- [DIRECTIONS FOR THIS TASK] Pick out every row that contains the string "trunk" and copy each of those rows. Letter case matters.

- [ENTRIES]
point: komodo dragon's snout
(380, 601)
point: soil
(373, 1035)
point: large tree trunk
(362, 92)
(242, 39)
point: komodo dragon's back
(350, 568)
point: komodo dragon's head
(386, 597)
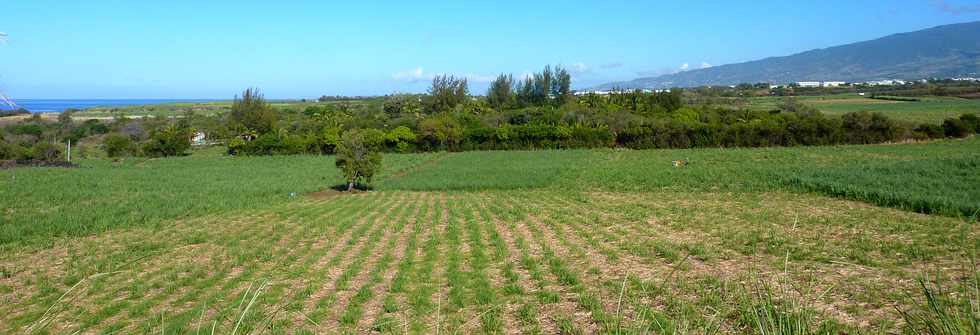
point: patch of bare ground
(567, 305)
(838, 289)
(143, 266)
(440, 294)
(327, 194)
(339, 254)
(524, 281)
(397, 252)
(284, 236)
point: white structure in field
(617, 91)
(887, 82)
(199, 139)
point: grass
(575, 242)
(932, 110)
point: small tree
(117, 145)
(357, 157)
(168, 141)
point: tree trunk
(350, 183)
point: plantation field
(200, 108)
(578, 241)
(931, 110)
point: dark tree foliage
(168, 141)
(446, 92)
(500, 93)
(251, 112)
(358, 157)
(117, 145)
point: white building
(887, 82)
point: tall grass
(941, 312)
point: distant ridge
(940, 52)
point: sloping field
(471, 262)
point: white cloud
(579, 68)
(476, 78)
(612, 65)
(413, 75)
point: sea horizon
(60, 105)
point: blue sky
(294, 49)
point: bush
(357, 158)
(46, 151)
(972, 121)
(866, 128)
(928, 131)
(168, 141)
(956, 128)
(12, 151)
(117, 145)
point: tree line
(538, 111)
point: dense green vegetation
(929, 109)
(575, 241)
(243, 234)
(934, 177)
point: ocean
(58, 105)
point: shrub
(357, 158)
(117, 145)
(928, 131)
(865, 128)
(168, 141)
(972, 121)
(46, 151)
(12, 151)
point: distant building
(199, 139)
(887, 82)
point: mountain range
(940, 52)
...
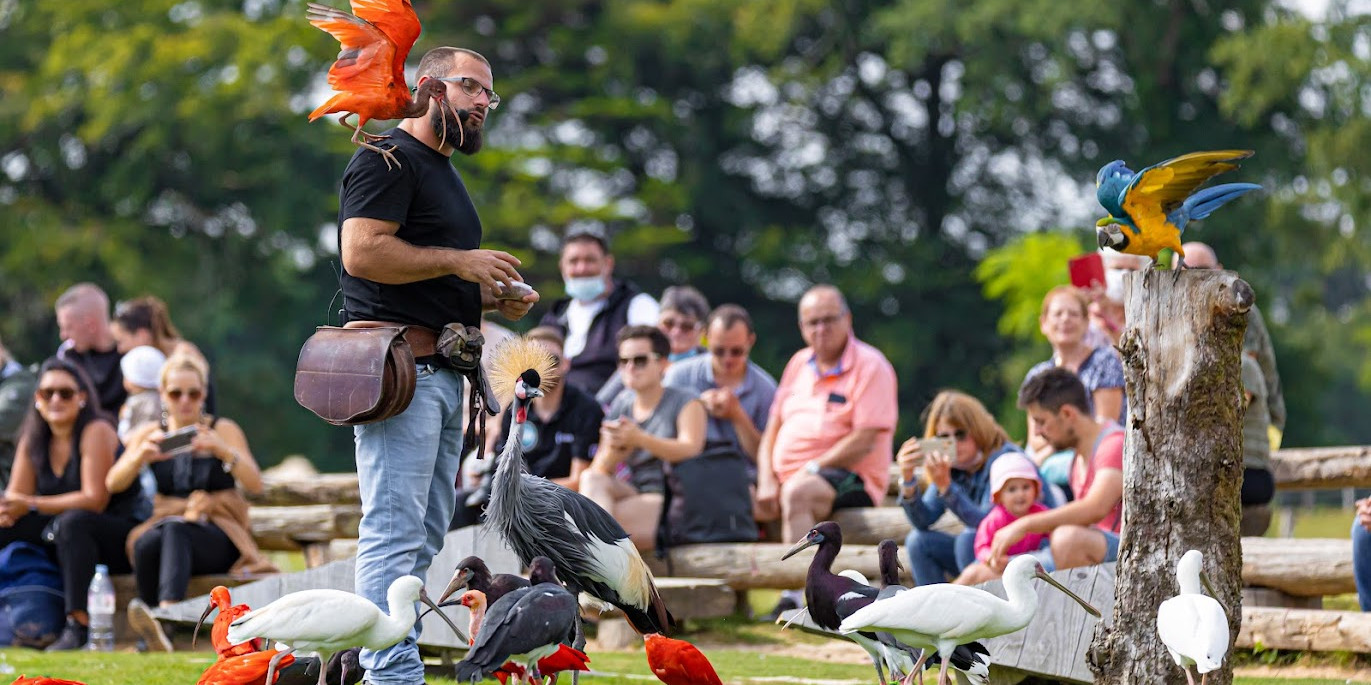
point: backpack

- [RESPONSE TO THE TASK]
point: large tree trunk
point: tree trunk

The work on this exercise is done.